* [Activity]:
Beginning with the line that contains "Objective — one dot per instance of the man's nose." and concluding with the final line of the listing below, output each line exactly, and only those lines.

* [Input]:
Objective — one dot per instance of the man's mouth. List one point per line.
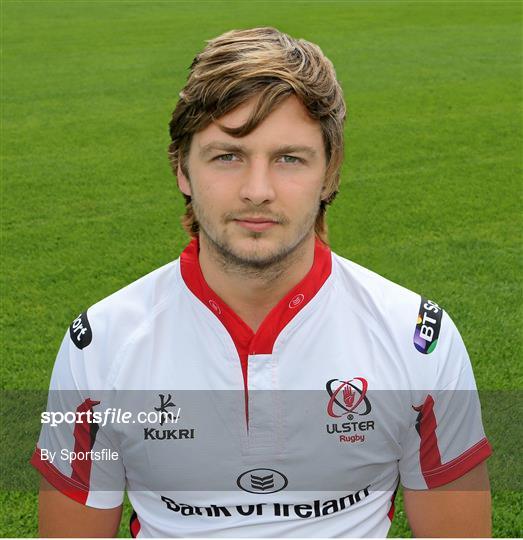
(256, 224)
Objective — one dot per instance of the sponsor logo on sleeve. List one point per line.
(80, 331)
(428, 324)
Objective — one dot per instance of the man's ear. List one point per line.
(183, 182)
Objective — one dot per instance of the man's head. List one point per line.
(236, 85)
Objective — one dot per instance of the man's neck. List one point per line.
(252, 294)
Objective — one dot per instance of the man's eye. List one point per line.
(290, 159)
(227, 157)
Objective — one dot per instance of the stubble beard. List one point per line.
(262, 265)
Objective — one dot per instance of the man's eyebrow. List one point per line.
(238, 148)
(296, 149)
(223, 146)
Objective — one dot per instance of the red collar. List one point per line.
(248, 342)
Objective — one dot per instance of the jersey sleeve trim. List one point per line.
(69, 487)
(457, 467)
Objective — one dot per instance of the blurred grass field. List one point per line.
(430, 197)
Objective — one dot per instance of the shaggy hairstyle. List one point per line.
(269, 65)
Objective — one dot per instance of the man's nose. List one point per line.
(257, 184)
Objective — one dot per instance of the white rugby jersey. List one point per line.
(304, 428)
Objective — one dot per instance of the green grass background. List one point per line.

* [Response below]:
Objective — one dot per instance of the man's nose. List one point per line.
(257, 184)
Objective — one dot per instance of the white rugby jersey. List one point per line.
(304, 428)
Objective — one dot per instance of the green grass background. List one point per line.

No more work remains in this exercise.